Data items
* * * *

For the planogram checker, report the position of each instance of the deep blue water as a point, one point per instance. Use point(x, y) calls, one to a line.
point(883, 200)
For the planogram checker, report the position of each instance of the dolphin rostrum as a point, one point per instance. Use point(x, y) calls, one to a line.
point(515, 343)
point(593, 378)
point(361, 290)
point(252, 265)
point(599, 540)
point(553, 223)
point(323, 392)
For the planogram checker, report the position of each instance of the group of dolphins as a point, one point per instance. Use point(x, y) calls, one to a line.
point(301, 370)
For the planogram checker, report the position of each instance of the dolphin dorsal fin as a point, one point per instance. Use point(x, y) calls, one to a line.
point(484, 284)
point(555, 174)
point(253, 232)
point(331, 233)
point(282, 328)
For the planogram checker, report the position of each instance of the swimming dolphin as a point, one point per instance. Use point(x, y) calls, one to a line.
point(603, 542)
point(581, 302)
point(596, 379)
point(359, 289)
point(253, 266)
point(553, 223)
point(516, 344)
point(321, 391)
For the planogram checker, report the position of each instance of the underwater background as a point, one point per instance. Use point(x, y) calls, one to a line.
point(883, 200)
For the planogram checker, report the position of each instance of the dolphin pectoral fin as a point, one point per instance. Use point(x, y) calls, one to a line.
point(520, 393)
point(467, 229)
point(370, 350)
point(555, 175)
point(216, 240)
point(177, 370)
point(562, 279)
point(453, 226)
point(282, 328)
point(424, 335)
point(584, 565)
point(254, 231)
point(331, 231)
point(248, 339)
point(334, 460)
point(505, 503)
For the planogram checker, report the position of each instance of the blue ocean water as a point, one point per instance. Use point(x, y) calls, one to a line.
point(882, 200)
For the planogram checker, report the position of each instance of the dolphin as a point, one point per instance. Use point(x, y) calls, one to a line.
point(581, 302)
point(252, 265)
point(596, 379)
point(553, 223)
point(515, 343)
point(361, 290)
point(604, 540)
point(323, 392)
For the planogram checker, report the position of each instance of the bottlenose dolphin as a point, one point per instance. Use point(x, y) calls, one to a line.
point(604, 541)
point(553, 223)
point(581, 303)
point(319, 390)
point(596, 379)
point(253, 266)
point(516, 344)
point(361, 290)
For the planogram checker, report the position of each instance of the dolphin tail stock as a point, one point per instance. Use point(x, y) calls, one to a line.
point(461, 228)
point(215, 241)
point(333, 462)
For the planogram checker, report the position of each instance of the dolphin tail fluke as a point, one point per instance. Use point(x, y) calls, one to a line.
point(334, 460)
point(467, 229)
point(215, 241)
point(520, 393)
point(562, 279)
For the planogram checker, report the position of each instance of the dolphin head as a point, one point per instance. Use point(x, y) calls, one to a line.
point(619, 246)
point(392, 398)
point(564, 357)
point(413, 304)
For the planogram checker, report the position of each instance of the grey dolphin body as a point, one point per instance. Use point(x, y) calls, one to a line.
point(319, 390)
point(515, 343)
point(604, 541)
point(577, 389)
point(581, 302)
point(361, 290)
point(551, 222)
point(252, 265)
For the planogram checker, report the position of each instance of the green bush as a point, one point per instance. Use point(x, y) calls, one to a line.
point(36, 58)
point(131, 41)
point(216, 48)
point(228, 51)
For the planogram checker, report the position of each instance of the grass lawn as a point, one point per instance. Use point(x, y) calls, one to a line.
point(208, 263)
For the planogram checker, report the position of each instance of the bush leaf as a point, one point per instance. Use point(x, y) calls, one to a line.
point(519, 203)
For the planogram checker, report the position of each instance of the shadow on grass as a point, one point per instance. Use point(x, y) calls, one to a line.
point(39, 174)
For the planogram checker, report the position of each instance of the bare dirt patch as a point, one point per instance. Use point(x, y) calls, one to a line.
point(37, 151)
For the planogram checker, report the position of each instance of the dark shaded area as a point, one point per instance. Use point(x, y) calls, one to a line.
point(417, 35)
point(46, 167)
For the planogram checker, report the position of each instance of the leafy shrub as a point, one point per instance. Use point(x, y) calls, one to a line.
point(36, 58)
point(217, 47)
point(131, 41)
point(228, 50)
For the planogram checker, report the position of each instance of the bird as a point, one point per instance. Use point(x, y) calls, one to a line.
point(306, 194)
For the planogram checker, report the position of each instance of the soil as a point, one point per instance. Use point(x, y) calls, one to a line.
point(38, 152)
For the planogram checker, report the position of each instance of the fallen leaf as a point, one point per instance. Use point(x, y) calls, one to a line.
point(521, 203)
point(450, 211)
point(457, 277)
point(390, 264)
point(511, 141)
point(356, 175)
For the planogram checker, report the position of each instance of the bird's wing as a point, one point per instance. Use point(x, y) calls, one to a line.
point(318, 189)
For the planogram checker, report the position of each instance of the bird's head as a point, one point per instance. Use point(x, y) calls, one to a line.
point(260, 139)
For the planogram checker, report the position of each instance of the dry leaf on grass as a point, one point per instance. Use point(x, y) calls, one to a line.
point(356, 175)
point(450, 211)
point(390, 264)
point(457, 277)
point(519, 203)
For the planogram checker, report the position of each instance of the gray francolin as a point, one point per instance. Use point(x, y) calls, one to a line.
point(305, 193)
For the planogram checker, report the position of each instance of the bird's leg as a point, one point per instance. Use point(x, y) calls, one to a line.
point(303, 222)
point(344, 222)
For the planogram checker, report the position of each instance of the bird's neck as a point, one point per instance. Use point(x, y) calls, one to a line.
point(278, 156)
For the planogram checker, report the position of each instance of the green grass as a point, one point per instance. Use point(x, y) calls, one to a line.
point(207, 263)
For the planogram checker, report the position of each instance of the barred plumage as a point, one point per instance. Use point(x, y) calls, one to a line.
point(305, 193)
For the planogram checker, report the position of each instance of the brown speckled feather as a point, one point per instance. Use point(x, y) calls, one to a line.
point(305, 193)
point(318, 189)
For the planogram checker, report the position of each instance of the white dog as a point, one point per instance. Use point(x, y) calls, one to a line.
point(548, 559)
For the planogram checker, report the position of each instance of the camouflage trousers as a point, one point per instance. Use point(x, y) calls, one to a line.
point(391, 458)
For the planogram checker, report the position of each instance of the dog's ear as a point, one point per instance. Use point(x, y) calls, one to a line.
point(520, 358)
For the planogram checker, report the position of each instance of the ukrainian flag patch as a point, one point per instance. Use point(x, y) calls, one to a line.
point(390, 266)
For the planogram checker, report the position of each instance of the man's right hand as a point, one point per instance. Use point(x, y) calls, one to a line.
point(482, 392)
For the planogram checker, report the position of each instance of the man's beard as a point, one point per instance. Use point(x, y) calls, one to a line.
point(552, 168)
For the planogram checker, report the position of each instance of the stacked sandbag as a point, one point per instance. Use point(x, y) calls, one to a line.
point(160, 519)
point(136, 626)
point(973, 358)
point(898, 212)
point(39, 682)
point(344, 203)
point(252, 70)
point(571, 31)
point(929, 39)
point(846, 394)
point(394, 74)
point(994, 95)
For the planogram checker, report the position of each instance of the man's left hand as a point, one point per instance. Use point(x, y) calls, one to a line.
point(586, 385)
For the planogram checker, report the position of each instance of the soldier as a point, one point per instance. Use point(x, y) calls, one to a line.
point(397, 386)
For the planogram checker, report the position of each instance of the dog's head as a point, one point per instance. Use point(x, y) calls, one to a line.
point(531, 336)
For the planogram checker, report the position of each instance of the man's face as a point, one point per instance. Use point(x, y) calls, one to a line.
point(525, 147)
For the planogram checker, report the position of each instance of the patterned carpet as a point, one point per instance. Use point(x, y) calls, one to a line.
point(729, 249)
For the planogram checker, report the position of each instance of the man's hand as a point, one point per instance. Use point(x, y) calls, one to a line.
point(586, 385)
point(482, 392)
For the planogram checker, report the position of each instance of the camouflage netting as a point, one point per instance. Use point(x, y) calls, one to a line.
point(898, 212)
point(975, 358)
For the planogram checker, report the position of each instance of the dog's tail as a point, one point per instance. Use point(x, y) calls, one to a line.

* * * *

*Problem to work on:* Copy from the line with "the camouflage netting" to the final line of the records, inclusive, and add nothing else.

*Task answer:*
For the planogram checker, report the position of each instance of the camouflage netting as a point, one point per instance. Use point(x, y) calls, one to a line.
point(898, 212)
point(975, 358)
For the planogram checker, report the position of each instance of the dog's tail as a point, one point per instance. Use point(x, y) calls, one to a line.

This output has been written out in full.